- _Exercise objective_: Find every line in the rows below that contains the word "light", and copy each of those lines.

- _Dataset extract_:
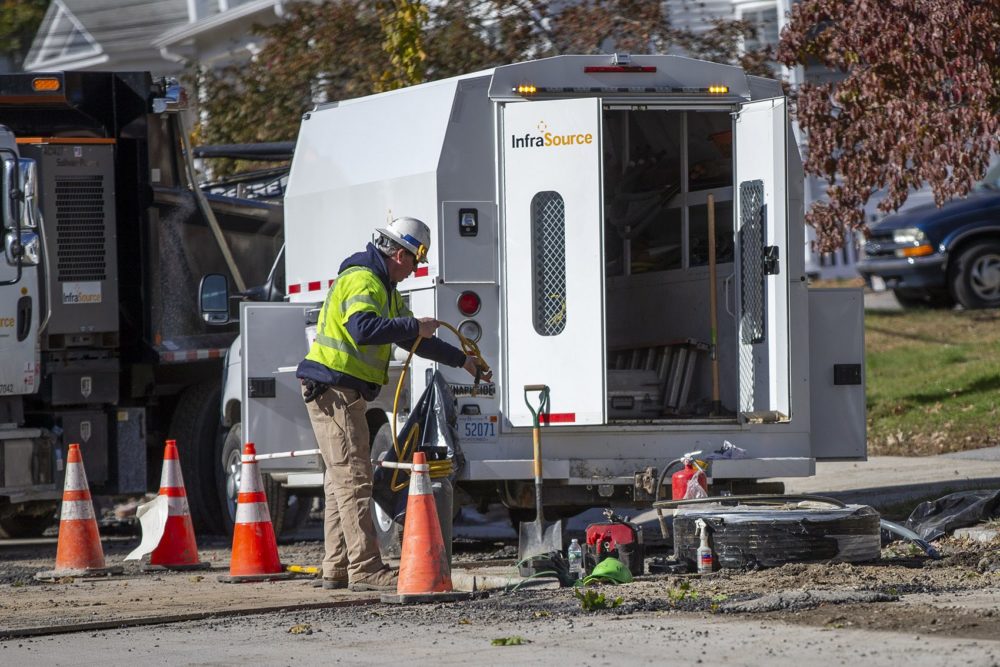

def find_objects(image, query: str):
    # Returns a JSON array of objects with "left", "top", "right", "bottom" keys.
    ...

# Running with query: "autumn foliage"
[{"left": 777, "top": 0, "right": 1000, "bottom": 250}]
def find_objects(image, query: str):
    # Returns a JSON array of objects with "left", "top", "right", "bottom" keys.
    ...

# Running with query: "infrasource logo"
[{"left": 510, "top": 120, "right": 594, "bottom": 148}]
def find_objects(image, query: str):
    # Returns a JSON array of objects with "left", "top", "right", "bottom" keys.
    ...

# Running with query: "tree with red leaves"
[{"left": 777, "top": 0, "right": 1000, "bottom": 251}]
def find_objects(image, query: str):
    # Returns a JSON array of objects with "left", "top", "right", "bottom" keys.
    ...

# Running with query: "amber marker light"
[
  {"left": 896, "top": 244, "right": 934, "bottom": 257},
  {"left": 31, "top": 78, "right": 62, "bottom": 93}
]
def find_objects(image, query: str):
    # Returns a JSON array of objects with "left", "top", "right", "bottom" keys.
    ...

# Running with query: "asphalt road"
[{"left": 0, "top": 607, "right": 1000, "bottom": 667}]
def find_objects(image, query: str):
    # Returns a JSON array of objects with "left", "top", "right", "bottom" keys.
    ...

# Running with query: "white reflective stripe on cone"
[
  {"left": 240, "top": 463, "right": 264, "bottom": 493},
  {"left": 63, "top": 463, "right": 88, "bottom": 491},
  {"left": 167, "top": 496, "right": 191, "bottom": 516},
  {"left": 160, "top": 459, "right": 184, "bottom": 488},
  {"left": 410, "top": 473, "right": 432, "bottom": 496},
  {"left": 236, "top": 503, "right": 271, "bottom": 523},
  {"left": 59, "top": 500, "right": 94, "bottom": 521}
]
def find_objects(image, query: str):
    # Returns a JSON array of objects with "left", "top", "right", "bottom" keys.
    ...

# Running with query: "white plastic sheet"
[{"left": 125, "top": 496, "right": 167, "bottom": 560}]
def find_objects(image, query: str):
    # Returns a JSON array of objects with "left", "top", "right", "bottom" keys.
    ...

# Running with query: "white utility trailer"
[{"left": 219, "top": 55, "right": 866, "bottom": 511}]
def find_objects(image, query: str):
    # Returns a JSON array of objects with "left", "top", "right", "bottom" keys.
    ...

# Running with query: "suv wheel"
[
  {"left": 950, "top": 241, "right": 1000, "bottom": 309},
  {"left": 892, "top": 288, "right": 955, "bottom": 308}
]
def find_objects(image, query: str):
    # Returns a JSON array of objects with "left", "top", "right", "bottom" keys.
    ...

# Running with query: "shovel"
[{"left": 517, "top": 384, "right": 563, "bottom": 576}]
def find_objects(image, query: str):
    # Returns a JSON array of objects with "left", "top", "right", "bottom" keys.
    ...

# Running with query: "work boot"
[{"left": 347, "top": 566, "right": 399, "bottom": 593}]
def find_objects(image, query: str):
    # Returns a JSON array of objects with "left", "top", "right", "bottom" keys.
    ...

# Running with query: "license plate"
[{"left": 458, "top": 415, "right": 499, "bottom": 442}]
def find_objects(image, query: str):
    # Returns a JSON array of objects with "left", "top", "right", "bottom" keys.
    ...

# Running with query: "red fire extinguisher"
[{"left": 670, "top": 458, "right": 708, "bottom": 500}]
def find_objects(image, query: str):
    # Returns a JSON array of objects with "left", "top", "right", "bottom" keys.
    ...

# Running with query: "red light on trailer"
[{"left": 458, "top": 292, "right": 482, "bottom": 317}]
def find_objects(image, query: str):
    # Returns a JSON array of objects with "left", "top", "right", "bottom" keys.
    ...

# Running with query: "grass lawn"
[{"left": 865, "top": 310, "right": 1000, "bottom": 456}]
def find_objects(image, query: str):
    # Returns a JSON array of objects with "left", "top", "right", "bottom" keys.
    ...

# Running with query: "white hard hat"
[{"left": 375, "top": 218, "right": 431, "bottom": 263}]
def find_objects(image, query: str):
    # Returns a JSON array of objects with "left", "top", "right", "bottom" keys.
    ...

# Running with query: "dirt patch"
[{"left": 0, "top": 538, "right": 1000, "bottom": 639}]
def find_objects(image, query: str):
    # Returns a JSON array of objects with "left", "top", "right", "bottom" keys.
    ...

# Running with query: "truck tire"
[
  {"left": 217, "top": 422, "right": 311, "bottom": 535},
  {"left": 892, "top": 289, "right": 955, "bottom": 309},
  {"left": 167, "top": 381, "right": 223, "bottom": 534},
  {"left": 371, "top": 423, "right": 403, "bottom": 560},
  {"left": 949, "top": 241, "right": 1000, "bottom": 310}
]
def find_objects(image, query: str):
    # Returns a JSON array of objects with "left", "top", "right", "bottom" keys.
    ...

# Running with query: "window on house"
[
  {"left": 37, "top": 0, "right": 101, "bottom": 63},
  {"left": 740, "top": 7, "right": 778, "bottom": 51}
]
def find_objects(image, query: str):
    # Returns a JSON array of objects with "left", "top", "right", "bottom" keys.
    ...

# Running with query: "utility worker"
[{"left": 295, "top": 218, "right": 489, "bottom": 591}]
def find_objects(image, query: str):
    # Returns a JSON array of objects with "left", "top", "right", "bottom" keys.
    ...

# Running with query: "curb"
[
  {"left": 800, "top": 477, "right": 1000, "bottom": 516},
  {"left": 451, "top": 570, "right": 559, "bottom": 591}
]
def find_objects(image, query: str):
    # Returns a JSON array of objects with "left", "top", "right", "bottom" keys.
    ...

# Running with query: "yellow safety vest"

- _Expected answer_:
# Running with query: "amber marker light"
# Running with query: "red light on trailer"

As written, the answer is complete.